Segment Start: INFORMATION SUPPLIED

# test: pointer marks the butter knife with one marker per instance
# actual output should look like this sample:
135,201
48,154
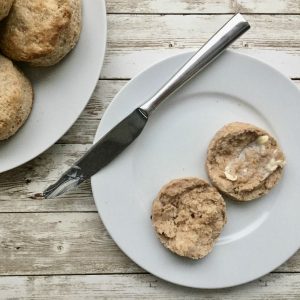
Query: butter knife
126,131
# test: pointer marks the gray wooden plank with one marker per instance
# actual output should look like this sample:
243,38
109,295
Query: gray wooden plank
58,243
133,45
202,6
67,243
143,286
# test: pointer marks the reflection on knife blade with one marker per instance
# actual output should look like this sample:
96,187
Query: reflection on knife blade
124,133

Segment End: INFORMATION SUPPLIED
Segment Start: INFORMATION SUPPLIED

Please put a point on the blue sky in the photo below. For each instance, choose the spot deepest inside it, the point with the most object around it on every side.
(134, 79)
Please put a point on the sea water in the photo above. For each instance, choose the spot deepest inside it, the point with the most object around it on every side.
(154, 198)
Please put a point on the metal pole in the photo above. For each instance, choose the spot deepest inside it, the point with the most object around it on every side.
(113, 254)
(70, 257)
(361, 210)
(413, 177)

Segment End: INFORMATION SUPPLIED

## REQUIRED ACTION:
Copy all lines of the records that have the string "test" in them.

## RESPONSE BELOW:
# test: pointer marks the butter knife with one marker per instance
# test: pointer marks the gray wooden plank with one marker per instance
# test: pointer marks the reflection on knife blade with one marker per instance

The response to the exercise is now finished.